(Point annotation dataset records)
◇ ◇ ◇

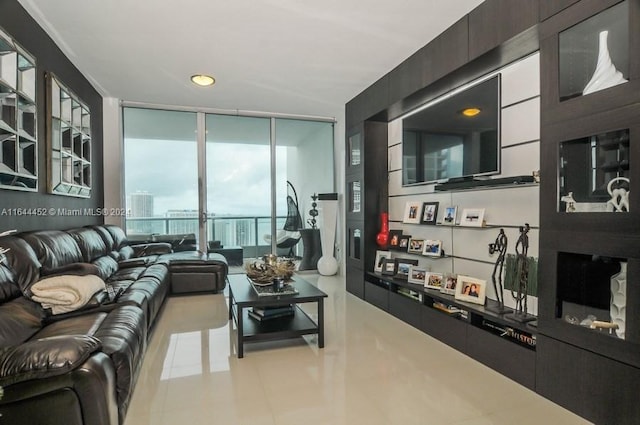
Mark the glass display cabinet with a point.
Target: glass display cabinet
(18, 135)
(69, 141)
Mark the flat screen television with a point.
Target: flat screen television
(442, 141)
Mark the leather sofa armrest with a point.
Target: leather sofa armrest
(152, 248)
(46, 357)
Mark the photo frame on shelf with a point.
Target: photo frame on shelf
(472, 217)
(403, 266)
(394, 238)
(415, 246)
(417, 275)
(471, 290)
(412, 212)
(403, 244)
(432, 248)
(449, 284)
(380, 257)
(450, 215)
(388, 267)
(429, 212)
(433, 281)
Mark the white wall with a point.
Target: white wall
(507, 207)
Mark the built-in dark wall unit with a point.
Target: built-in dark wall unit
(590, 372)
(30, 210)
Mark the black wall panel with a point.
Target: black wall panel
(13, 204)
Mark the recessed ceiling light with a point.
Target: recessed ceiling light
(470, 112)
(203, 80)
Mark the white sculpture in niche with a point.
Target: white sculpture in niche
(606, 75)
(328, 202)
(618, 304)
(570, 202)
(619, 201)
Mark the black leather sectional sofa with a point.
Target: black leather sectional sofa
(80, 367)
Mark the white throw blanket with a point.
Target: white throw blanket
(66, 292)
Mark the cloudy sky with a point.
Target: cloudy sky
(237, 176)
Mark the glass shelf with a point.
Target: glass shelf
(582, 47)
(594, 173)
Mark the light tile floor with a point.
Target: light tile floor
(373, 370)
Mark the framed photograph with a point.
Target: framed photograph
(471, 289)
(388, 266)
(415, 246)
(429, 212)
(417, 275)
(394, 238)
(473, 217)
(432, 248)
(412, 212)
(449, 284)
(380, 256)
(403, 265)
(403, 245)
(450, 216)
(433, 280)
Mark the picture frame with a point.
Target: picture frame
(403, 244)
(417, 275)
(429, 212)
(472, 217)
(432, 248)
(471, 290)
(380, 256)
(433, 281)
(394, 238)
(450, 281)
(450, 215)
(415, 246)
(412, 212)
(403, 265)
(388, 267)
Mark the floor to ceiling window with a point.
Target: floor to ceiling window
(246, 158)
(161, 176)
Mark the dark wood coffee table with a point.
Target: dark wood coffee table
(243, 297)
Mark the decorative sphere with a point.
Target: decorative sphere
(327, 266)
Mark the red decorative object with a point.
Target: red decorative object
(382, 239)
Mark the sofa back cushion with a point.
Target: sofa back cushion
(9, 289)
(54, 249)
(21, 266)
(90, 242)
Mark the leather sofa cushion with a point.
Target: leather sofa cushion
(9, 289)
(44, 358)
(123, 335)
(20, 319)
(22, 260)
(85, 324)
(90, 242)
(54, 249)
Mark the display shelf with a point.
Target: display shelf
(69, 141)
(18, 129)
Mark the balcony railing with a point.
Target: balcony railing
(247, 232)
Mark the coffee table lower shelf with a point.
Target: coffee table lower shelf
(242, 298)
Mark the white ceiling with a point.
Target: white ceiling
(298, 57)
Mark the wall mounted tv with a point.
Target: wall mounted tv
(440, 143)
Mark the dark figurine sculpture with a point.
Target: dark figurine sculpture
(500, 247)
(313, 212)
(522, 274)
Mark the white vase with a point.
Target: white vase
(606, 75)
(618, 306)
(327, 264)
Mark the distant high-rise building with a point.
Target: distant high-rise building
(140, 204)
(183, 225)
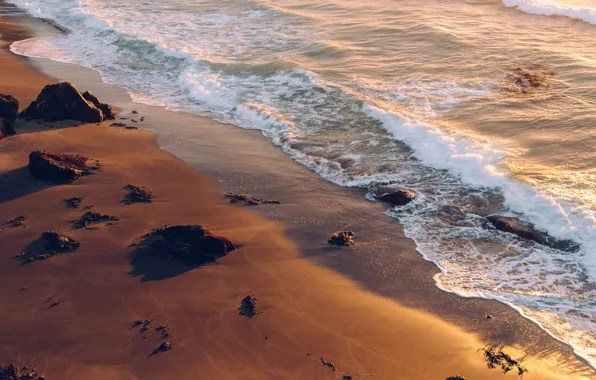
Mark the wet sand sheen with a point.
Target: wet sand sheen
(306, 307)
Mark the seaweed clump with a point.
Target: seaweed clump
(343, 239)
(13, 372)
(50, 243)
(248, 306)
(495, 357)
(92, 217)
(190, 244)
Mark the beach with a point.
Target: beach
(373, 310)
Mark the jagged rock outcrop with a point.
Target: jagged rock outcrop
(525, 231)
(190, 244)
(62, 101)
(58, 168)
(9, 110)
(108, 113)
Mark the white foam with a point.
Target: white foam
(585, 13)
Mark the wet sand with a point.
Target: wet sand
(373, 309)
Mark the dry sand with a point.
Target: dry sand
(307, 311)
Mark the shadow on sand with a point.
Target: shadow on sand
(18, 183)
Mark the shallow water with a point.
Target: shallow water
(431, 95)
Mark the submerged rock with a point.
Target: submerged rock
(62, 101)
(514, 226)
(343, 239)
(54, 167)
(398, 198)
(189, 244)
(108, 113)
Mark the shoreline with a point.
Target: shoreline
(310, 201)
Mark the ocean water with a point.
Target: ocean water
(429, 95)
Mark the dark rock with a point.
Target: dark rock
(514, 226)
(328, 364)
(19, 221)
(495, 357)
(9, 107)
(190, 244)
(92, 217)
(6, 128)
(398, 198)
(343, 238)
(108, 113)
(49, 244)
(252, 201)
(137, 195)
(62, 101)
(59, 168)
(13, 372)
(74, 202)
(248, 306)
(165, 346)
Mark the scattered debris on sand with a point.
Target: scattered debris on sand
(495, 357)
(59, 168)
(49, 243)
(19, 221)
(328, 364)
(92, 217)
(248, 306)
(73, 202)
(251, 201)
(190, 244)
(62, 101)
(137, 194)
(525, 231)
(165, 346)
(13, 372)
(343, 239)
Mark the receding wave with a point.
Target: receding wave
(228, 65)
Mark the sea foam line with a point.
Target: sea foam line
(550, 9)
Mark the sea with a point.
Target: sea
(481, 107)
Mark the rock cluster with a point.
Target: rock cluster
(9, 110)
(137, 194)
(514, 226)
(58, 168)
(190, 244)
(62, 101)
(343, 239)
(13, 372)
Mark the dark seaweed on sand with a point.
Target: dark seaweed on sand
(248, 306)
(137, 194)
(13, 372)
(495, 357)
(92, 217)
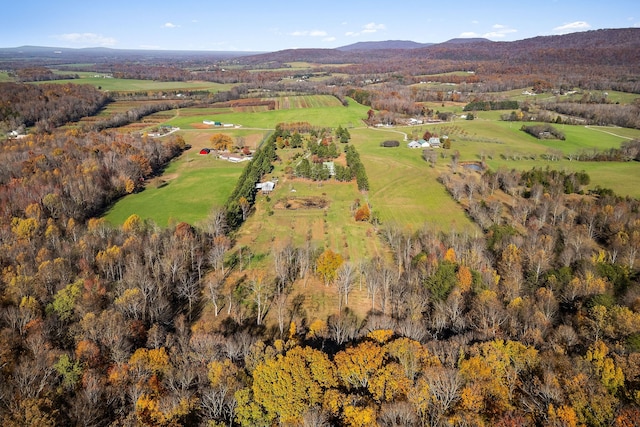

◇ ◇ ◇

§ Directions for this task:
Reproduce all of the material above word for word, leaving out the pictures.

§ The reply:
Mark the glass display cabinet with a point.
Target: glass display cabinet
(18, 135)
(69, 141)
Mark the flat screen television with a point.
Target: flat screen television
(442, 141)
Mark the leather sofa armrest with a point.
Target: leather sofa armrest
(152, 248)
(46, 357)
Mark the photo frame on shelf with a point.
Target: photo frame on shelf
(472, 217)
(403, 266)
(394, 238)
(415, 246)
(417, 275)
(471, 290)
(412, 212)
(403, 244)
(432, 248)
(449, 284)
(380, 257)
(450, 215)
(388, 267)
(429, 212)
(433, 281)
Mark the white wall with a point.
Target: white wall
(507, 207)
Mark the built-in dark wall unit with a point.
Target: built-in dark wall unit
(590, 372)
(30, 210)
Mark the black wall panel with a point.
Target: black wall panel
(13, 204)
Mark the recessed ceiling light with a point.
Target: recessed ceiling light
(470, 112)
(203, 80)
Mark the white sculpture in niche with a point.
Target: white sculpture in niche
(606, 75)
(328, 202)
(618, 304)
(570, 202)
(619, 201)
Mark the black leather sectional sofa with a point.
Target: black leather sectional sofa
(80, 367)
Mark the white throw blanket with a point.
Target: white throw blanket
(66, 292)
Mark the cloudy sky with a point.
Target: cloudy sky
(237, 176)
Mark the glass shelf with a point.
Target: glass shelf
(582, 47)
(594, 173)
Mark the light tile floor with a point.
Target: light tile floor
(373, 370)
Mark the framed photograph with a point.
Target: framed photograph
(471, 289)
(388, 266)
(415, 246)
(429, 212)
(417, 275)
(394, 238)
(473, 217)
(432, 248)
(412, 212)
(449, 284)
(380, 256)
(403, 265)
(403, 245)
(450, 216)
(433, 280)
Mark the picture frame with a point.
Target: picture frame
(403, 244)
(417, 275)
(429, 212)
(472, 217)
(432, 248)
(471, 290)
(380, 256)
(433, 281)
(394, 238)
(450, 281)
(450, 215)
(415, 246)
(412, 212)
(403, 265)
(388, 267)
Mark the floor to ceiling window with a point.
Target: floor to ceiling window
(246, 158)
(161, 176)
Mark the dark wood coffee table with a point.
Target: dark wood coffee table
(243, 297)
Mark the decorative sphere with a point.
Target: decorative sphere
(327, 266)
Mark the red decorative object with a point.
Target: red decorative object
(382, 239)
Mark the sofa back cushion with a point.
Target: sofa back cushion
(9, 289)
(54, 249)
(21, 266)
(90, 242)
Mark the leather sofa cushion with a point.
Target: leather sofa cushion
(9, 289)
(44, 358)
(123, 335)
(20, 319)
(22, 260)
(85, 324)
(90, 242)
(54, 249)
Mark the display shelf with a point.
Target: display shelf
(69, 141)
(18, 129)
Mark the balcony railing with a point.
Target: balcony railing
(247, 232)
Mark the coffee table lower shelf with a point.
Target: coffee table lower shelf
(242, 298)
Mark the white ceiling with a point.
Target: white ceiling
(298, 57)
Mark the wall mounted tv with a point.
Target: wall mounted tv
(440, 143)
Mark the dark figurine sculpture with a point.
Target: dark figurine sculpture
(500, 247)
(313, 212)
(522, 274)
Mark the white vase with a point.
Target: white vase
(606, 75)
(618, 306)
(327, 264)
Mark the distant high-rise building with a point.
Target: distant high-rise building
(140, 204)
(183, 225)
Mark the wet sand sheen with a point.
Target: wet sand sheen
(306, 307)
Mark the seaweed clump with a point.
Target: seaweed clump
(343, 239)
(13, 372)
(50, 243)
(248, 306)
(495, 357)
(92, 217)
(190, 244)
Mark the beach with a point.
Target: beach
(373, 310)
Mark the jagged rock outcrop with a point.
Target: jagged rock outcrop
(525, 231)
(190, 244)
(62, 101)
(58, 168)
(9, 110)
(108, 113)
Mark the white foam with a point.
Target: white foam
(585, 13)
Mark the wet sand with a point.
Target: wet sand
(373, 309)
Mark the dry sand with a point.
Target: dry sand
(307, 311)
Mark the shadow on sand with a point.
Target: shadow on sand
(18, 183)
Mark the shallow water with a point.
Target: shallow water
(431, 95)
Mark the submerged rock with a point.
Target: submerged rock
(62, 101)
(514, 226)
(343, 239)
(54, 167)
(398, 198)
(189, 244)
(108, 113)
Mark the shoreline with a point.
Target: shoreline
(310, 201)
Mark the ocean water with a point.
Target: ocean water
(429, 95)
Mark the dark rock with a point.
Target: dark rock
(514, 226)
(328, 364)
(19, 221)
(495, 357)
(9, 107)
(190, 244)
(92, 217)
(6, 128)
(398, 198)
(343, 238)
(108, 113)
(49, 244)
(252, 201)
(137, 195)
(62, 101)
(59, 168)
(13, 372)
(74, 202)
(248, 306)
(165, 346)
Mark the scattered debris on sand with a point.
Target: scattered debris on sand
(495, 357)
(59, 168)
(49, 243)
(19, 221)
(328, 364)
(92, 217)
(248, 306)
(73, 202)
(251, 201)
(190, 244)
(62, 101)
(137, 194)
(525, 231)
(165, 346)
(13, 372)
(343, 239)
Mark the receding wave with a point.
Target: receding wave
(228, 65)
Mark the sea foam line with a point.
Target: sea foam line
(550, 9)
Mark the sea with a point.
Target: sea
(481, 107)
Mark the rock cluster with a point.
Target: rock cluster
(9, 110)
(137, 194)
(514, 226)
(58, 168)
(190, 244)
(62, 101)
(343, 239)
(13, 372)
Mark the dark seaweed on sand with a point.
Target: dark seaweed on sand
(248, 306)
(137, 194)
(13, 372)
(495, 357)
(92, 217)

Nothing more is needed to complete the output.